TRECHO DO TEXTO

──────────────────────────────

Pular para o conteúdo principal

Postura de advogado que se retirou da sessão do júri caracterizou desacato?

Um dos incidentes que marcou o tumultuado início dos trabalhos realizados perante o tribunal do júri da Comarca de Contagem/MG, envolvendo o acusado Bola, foi o fato de seu advogado ter saído da sessão e não mais voltado, por conta de ver seu pedido de adiamento desse julgamento indeferido pela juíza presidenta, uma vez que esse advogado desejava, entre outros, fosse dado a ele tempo maior para exercitar sua defesa, considerando que o tempo de 2 horas e meia destinado a essa tarefa tornar-se-ia deveras exíguo, tendo em vista que mencionado tempo deveria ser dividido com os defensores dos demais acusados, quando não restaria a cada um mais que 30 minutos para exercitar individualmente a defesa dos réus.
Por conta disso, o advogado de Bola deliberou não continuar mais naquele momento sua atuação na defesa, pelo motivo antes referido, o que determinou a consignação em ata de todo o ocorrido por parte da Sra. juíza, a qual também decidiu oficiar a OAB local para a tomada de providências cabíveis ao mencionado causídico, tudo ainda sem prejuízo de a juíza presidenta aplicar-lhe pesada multa,  com alicerce no art. 265 do Código de Processo Penal, além de determinar a apuração do crime de desacato em face desse mesmo advogado, eis que sob a ótica dessa magistrada, o abandono do processo praticado pelo defensor enseja não apenas aplicação de multa, mas também caracterizou na espécie a conduta de desacato descrita no art. 331 do Código Penal.
Com todo o respeito que merece mencionada magistrada, ouso discordar de sua equivocada e açodada postura, uma vez que o espírito da cabeça do art. 265 do Código de Processo Penal não tem o rigor que lhe quis emprestar a Sra. juíza presidenta naquele lamentável incidente, quiçá abroquelada em entendimento não menos equivocado do consagrado doutrinador Guilherme de Souza Nucci. Com efeito, parece-me que o legislador desejou sim punir severamente o defensor que abandona pura e simplesmente o processo, no caso, a sessão do júri, com o inequívoco intuito de não mais dispensar-lhe qualquer atenção, numa escancarada desídia, o que não foi a situação ocorrida no primeiro dia de julgamento do goleiro Bruno.
Conforme dicionário da língua portuguesa de Antonio Houaiss, abandonar significa deixar de todo, largar de vez, perder o interesse, não dar mais atenção etc. Desse modo, saltou claro que a iniciativa da defesa do acusado Bruno não foi largar de vez, de forma irresponsável, o plenário do júri, num típico abandono, mas tão só bater em retirada, unicamente naquele momento processual, objetivando a tomada de medidas pertinentes para debelar o prejuízo em tese experimentado por seu cliente!

──────────────────────────────

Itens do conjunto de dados
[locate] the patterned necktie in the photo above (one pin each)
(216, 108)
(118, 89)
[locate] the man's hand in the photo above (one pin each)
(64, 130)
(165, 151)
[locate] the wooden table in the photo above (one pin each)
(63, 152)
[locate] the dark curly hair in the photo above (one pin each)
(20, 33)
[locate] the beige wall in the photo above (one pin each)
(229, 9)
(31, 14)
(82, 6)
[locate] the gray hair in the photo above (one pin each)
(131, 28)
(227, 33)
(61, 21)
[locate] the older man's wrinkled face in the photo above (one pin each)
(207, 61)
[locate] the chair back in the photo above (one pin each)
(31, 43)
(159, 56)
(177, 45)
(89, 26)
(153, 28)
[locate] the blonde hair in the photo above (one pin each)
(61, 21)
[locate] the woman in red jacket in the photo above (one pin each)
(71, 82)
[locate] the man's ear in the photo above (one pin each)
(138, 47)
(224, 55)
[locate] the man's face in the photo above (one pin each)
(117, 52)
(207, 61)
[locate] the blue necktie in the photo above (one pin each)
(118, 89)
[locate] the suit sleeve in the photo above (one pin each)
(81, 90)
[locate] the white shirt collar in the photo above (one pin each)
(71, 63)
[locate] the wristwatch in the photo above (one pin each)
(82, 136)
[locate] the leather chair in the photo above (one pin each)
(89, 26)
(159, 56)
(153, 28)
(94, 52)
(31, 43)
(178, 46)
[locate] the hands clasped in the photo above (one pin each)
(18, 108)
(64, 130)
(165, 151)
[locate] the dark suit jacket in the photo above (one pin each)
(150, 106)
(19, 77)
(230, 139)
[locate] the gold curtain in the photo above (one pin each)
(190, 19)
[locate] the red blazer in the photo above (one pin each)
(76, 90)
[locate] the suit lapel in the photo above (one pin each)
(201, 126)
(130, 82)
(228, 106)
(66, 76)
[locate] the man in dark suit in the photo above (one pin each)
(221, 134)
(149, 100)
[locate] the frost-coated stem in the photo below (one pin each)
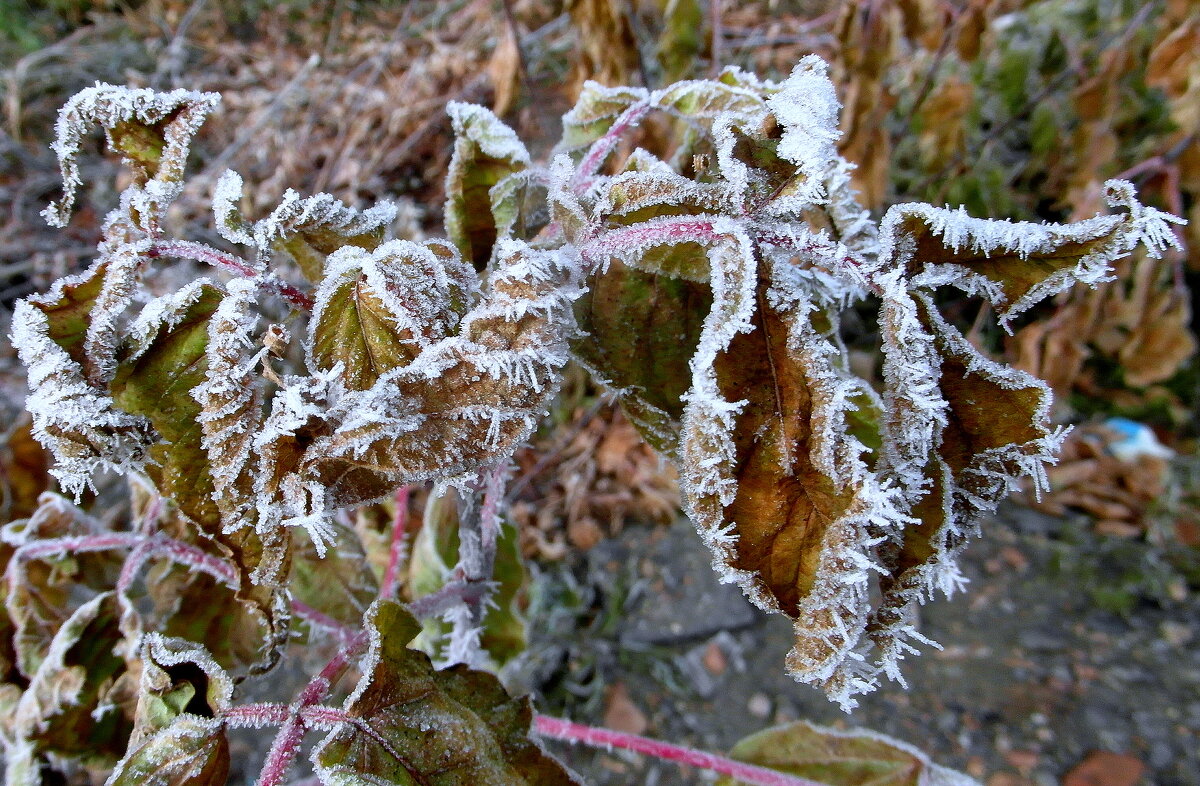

──────────────────────────────

Transcreva do texto sobre desacato o trecho que começa em "Com todo o respeito" e vai até "do goleiro Bruno.", inclusive.

RESPOSTA FINAL
Com todo o respeito que merece mencionada magistrada, ouso discordar de sua equivocada e açodada postura, uma vez que o espírito da cabeça do art. 265 do Código de Processo Penal não tem o rigor que lhe quis emprestar a Sra. juíza presidenta naquele lamentável incidente, quiçá abroquelada em entendimento não menos equivocado do consagrado doutrinador Guilherme de Souza Nucci. Com efeito, parece-me que o legislador desejou sim punir severamente o defensor que abandona pura e simplesmente o processo, no caso, a sessão do júri, com o inequívoco intuito de não mais dispensar-lhe qualquer atenção, numa escancarada desídia, o que não foi a situação ocorrida no primeiro dia de julgamento do goleiro Bruno.